TASK MATERIAL Start Marker

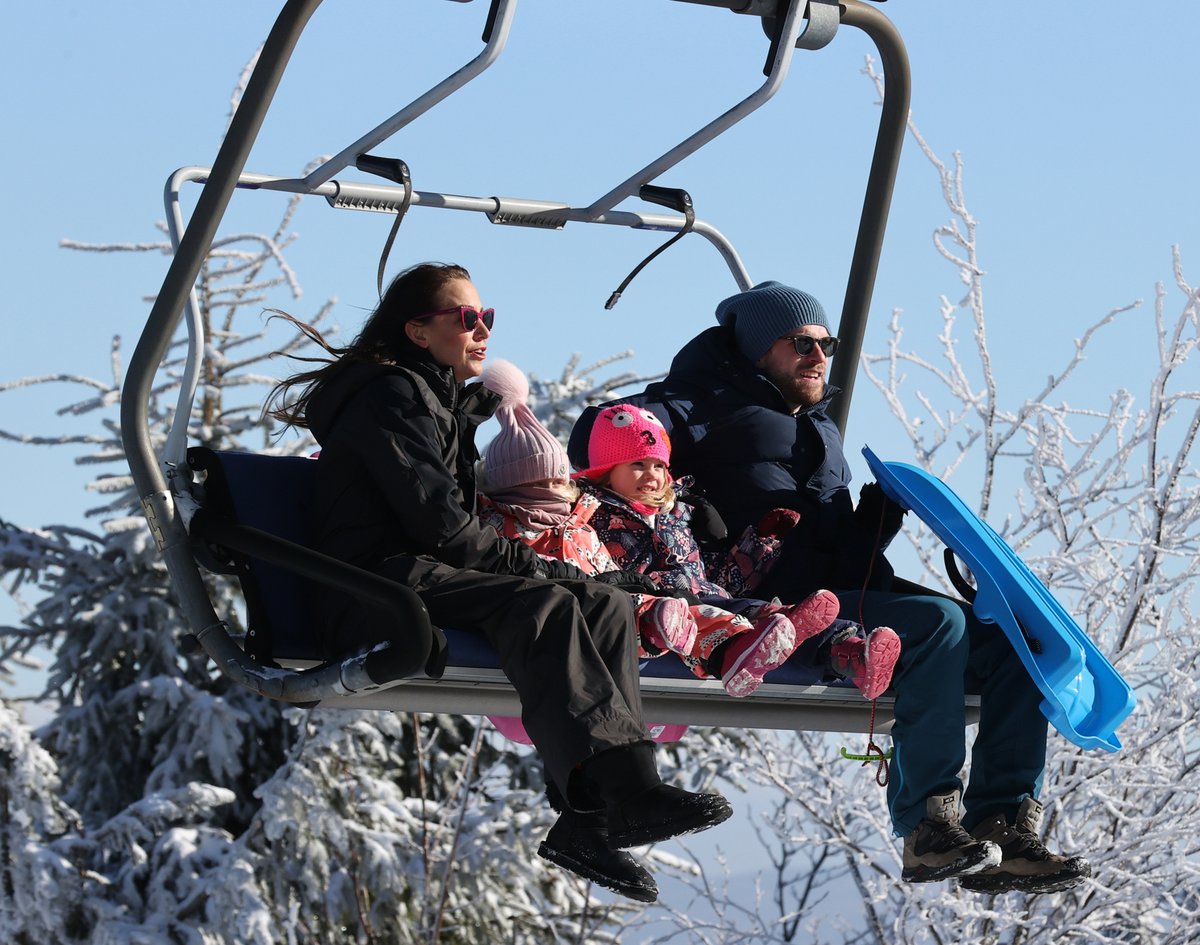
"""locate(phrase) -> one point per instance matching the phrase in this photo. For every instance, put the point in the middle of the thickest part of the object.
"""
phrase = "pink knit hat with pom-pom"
(625, 433)
(523, 451)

TASK MATERIAL End Marker

The records must come back exactly, with their pictures removed.

TASK RESPONSE:
"""locate(phrase) -> one point per instance matching the phrase in this photo. For every instance, put the point in the middle of the thickest part of the object.
"""
phrase = "pink knit hat with pom-pom"
(625, 433)
(523, 451)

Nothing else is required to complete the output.